# Task to complete
Rewrite all the rows below as a Markdown table with two columns, Number and Line, giving each line its number in order. Leave out blank lines and the pictures.

# Exercise input
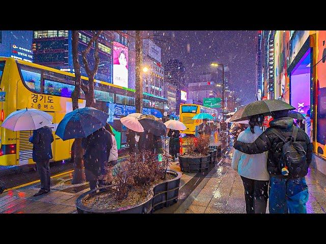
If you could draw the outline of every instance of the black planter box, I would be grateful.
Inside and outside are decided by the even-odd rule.
[[[218,150],[209,148],[209,154],[210,154],[209,163],[211,164],[215,164],[218,160]]]
[[[216,158],[219,158],[222,156],[221,145],[218,146],[209,146],[209,149],[215,149],[216,150]]]
[[[116,209],[94,209],[83,203],[85,199],[111,189],[111,187],[103,187],[89,191],[79,196],[76,200],[77,211],[78,214],[149,214],[172,205],[178,201],[180,179],[182,174],[171,170],[168,170],[167,173],[175,175],[175,178],[154,186],[150,198],[143,203]]]
[[[210,154],[201,158],[188,158],[179,156],[179,163],[181,171],[189,173],[202,172],[209,167]]]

# Exercise result
| Number | Line |
|---|---|
| 1 | If you could draw the outline of every instance of the black planter box, I would be grateful. |
| 2 | Inside and outside are decided by the even-odd rule. |
| 3 | [[[218,150],[209,148],[209,154],[210,154],[209,163],[211,164],[215,164],[218,160]]] |
| 4 | [[[216,158],[219,158],[222,156],[221,145],[218,146],[209,146],[209,149],[215,149],[216,150]]] |
| 5 | [[[116,209],[94,209],[83,203],[85,199],[111,189],[111,187],[103,187],[89,191],[79,196],[76,200],[77,211],[78,214],[149,214],[172,205],[178,201],[180,179],[182,174],[171,170],[168,170],[167,173],[175,175],[175,178],[154,186],[150,198],[143,203]]] |
| 6 | [[[210,154],[201,158],[188,158],[179,156],[179,163],[181,171],[189,173],[202,172],[209,167]]] |